• [Referring expression data]:
****************************************
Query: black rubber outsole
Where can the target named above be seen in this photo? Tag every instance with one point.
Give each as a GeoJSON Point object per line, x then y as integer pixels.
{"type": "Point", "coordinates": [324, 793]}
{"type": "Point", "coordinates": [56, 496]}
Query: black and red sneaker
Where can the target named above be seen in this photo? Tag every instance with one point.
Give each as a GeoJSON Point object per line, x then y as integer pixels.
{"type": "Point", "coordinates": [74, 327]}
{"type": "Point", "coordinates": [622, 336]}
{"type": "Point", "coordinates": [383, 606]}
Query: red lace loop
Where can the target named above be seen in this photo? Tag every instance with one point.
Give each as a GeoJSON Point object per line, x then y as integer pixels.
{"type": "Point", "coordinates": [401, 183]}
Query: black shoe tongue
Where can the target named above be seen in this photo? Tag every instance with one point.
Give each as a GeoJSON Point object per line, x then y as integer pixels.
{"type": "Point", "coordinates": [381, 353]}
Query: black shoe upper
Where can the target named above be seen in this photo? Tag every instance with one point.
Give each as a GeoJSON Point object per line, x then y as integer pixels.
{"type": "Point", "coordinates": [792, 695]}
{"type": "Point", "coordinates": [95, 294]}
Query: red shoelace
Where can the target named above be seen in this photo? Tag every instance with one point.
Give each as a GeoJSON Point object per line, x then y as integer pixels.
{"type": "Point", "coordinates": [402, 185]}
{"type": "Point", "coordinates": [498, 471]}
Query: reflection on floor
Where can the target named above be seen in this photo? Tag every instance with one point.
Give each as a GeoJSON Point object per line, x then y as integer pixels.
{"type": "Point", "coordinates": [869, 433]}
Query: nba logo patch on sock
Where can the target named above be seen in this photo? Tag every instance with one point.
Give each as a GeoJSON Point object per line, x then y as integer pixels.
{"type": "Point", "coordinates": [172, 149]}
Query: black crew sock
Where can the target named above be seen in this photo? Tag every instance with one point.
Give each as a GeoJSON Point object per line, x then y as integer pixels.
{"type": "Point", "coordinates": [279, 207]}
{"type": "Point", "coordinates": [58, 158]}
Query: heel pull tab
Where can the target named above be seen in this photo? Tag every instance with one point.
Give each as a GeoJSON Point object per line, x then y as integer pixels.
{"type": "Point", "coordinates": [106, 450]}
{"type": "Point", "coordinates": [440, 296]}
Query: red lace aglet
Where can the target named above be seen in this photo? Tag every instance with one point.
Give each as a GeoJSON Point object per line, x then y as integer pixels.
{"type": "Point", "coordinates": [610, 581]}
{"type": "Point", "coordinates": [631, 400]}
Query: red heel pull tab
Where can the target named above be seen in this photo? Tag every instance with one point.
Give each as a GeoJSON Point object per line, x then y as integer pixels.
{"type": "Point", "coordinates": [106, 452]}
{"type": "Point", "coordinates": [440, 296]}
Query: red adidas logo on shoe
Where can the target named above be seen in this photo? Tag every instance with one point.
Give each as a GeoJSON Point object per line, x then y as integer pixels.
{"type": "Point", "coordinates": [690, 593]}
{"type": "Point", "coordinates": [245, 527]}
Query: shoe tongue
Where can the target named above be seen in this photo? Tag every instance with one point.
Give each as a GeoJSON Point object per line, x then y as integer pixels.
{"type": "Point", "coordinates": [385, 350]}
****************************************
Using the records, find how many lines include the string "logo" and report that number alone.

2